Data Block Start

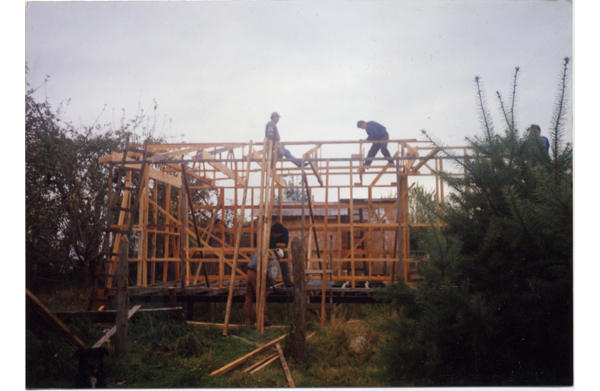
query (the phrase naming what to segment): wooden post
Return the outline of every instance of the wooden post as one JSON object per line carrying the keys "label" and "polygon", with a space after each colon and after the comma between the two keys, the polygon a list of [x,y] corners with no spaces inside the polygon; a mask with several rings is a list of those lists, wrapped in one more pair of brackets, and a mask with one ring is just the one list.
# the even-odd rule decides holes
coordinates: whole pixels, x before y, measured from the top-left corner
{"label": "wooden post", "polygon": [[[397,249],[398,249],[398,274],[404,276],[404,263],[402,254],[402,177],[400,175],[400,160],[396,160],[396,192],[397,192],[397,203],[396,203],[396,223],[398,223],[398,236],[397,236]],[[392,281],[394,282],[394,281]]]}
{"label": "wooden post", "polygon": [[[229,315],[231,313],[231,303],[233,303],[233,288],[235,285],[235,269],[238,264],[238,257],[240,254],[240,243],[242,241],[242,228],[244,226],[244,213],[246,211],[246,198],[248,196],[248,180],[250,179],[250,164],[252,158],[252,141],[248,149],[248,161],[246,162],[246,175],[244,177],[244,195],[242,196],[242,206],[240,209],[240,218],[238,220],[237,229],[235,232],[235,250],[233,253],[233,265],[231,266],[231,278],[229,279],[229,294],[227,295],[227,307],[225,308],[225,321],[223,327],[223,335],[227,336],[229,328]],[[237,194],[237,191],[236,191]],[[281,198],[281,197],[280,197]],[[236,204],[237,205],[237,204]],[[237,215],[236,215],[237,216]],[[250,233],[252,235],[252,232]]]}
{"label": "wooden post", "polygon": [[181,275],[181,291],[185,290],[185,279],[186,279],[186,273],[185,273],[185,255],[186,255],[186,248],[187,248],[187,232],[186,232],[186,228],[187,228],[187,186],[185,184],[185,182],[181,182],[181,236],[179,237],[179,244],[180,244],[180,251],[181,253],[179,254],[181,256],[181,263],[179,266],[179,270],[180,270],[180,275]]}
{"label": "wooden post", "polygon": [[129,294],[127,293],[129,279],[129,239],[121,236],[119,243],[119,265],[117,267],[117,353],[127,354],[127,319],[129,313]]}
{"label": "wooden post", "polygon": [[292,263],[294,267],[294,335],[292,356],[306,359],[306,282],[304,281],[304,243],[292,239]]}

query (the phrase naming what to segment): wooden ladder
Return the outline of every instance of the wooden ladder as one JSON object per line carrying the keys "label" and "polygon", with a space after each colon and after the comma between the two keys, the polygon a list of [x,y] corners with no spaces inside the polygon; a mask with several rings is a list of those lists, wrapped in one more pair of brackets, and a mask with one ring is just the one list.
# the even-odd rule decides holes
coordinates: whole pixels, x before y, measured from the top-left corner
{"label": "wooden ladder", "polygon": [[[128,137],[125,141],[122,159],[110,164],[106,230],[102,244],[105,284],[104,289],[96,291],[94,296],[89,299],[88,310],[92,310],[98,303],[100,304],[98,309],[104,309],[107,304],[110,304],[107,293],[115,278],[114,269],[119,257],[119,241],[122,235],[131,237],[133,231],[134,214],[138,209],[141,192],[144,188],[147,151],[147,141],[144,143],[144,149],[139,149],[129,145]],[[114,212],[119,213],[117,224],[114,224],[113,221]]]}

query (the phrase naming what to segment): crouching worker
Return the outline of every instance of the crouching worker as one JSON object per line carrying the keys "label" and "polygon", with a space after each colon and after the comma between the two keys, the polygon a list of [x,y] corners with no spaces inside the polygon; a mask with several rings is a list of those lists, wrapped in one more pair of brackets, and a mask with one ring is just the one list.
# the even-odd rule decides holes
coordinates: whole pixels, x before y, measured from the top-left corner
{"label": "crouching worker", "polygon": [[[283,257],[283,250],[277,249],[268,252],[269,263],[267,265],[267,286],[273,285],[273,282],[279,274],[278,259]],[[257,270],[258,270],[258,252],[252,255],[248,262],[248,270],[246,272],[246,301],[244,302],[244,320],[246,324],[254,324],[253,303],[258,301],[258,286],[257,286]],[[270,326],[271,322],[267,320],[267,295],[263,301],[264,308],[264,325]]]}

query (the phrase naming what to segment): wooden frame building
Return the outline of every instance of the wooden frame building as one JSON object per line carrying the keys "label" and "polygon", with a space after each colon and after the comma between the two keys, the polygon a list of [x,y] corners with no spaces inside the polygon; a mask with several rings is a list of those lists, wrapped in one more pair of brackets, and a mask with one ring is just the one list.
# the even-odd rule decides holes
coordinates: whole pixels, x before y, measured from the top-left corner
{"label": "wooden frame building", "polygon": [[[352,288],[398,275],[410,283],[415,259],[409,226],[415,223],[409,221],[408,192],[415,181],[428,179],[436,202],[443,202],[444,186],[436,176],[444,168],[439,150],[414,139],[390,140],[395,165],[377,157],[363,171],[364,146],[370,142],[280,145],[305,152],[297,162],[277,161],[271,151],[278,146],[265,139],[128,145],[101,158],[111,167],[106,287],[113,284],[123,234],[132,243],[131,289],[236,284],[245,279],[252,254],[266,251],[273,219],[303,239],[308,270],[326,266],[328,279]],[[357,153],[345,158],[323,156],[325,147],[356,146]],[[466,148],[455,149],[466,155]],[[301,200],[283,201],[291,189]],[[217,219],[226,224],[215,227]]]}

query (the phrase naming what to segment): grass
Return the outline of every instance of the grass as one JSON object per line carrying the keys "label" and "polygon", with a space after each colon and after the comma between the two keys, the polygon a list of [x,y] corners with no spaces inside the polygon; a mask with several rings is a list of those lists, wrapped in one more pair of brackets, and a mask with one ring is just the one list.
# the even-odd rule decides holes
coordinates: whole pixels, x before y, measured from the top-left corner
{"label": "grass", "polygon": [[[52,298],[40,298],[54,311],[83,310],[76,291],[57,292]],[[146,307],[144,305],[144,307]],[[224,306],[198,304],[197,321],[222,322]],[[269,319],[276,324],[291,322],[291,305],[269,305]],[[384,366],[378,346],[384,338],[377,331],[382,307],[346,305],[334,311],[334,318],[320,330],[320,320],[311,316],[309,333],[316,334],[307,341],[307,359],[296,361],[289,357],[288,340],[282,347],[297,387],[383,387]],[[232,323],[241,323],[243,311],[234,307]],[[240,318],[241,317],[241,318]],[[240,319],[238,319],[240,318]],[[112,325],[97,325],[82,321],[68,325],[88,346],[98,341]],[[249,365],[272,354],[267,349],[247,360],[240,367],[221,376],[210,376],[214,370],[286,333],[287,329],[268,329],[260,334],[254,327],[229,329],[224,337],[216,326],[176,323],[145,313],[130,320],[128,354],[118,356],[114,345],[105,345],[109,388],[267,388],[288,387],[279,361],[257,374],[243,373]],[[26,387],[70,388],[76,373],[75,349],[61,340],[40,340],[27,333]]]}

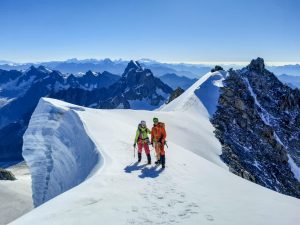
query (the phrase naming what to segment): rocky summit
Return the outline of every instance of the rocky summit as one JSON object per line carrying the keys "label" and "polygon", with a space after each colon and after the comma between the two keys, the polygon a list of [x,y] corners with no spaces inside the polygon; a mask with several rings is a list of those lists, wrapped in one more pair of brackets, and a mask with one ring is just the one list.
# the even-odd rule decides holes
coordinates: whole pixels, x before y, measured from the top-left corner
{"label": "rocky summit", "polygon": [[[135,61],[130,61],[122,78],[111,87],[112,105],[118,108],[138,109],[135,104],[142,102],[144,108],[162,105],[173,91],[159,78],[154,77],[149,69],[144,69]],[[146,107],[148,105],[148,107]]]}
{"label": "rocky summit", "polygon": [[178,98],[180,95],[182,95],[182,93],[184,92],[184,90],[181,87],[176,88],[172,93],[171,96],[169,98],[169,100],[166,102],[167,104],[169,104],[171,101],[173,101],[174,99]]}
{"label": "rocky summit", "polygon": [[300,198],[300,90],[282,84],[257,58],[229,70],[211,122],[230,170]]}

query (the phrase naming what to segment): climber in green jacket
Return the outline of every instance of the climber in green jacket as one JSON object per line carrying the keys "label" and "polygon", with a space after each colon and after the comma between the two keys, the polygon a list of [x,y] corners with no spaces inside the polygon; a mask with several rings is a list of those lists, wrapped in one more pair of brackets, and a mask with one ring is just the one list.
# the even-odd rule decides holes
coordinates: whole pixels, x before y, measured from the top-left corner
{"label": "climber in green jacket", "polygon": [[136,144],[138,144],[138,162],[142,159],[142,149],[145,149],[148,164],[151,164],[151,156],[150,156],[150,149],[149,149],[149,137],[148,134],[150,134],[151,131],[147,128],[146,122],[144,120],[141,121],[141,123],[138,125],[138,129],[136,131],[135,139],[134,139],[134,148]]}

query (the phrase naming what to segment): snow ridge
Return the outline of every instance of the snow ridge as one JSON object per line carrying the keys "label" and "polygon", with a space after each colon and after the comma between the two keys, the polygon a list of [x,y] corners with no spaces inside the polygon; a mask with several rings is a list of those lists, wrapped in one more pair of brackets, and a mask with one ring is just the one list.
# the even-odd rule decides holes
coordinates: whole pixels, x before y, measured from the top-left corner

Data Block End

Problem details:
Each line that includes the string "naming" should be copied from the data.

Problem solution:
query (the phrase naming what to segment): wooden post
query (the phrase naming what to segment): wooden ladder
query (the phrase naming what to segment): crouching worker
query (the phrase naming what to segment): wooden frame building
query (the phrase naming what to segment): grass
query (the phrase naming what to segment): rocky summit
query (the phrase naming what to segment): climber in green jacket
query (the phrase naming what to segment): snow ridge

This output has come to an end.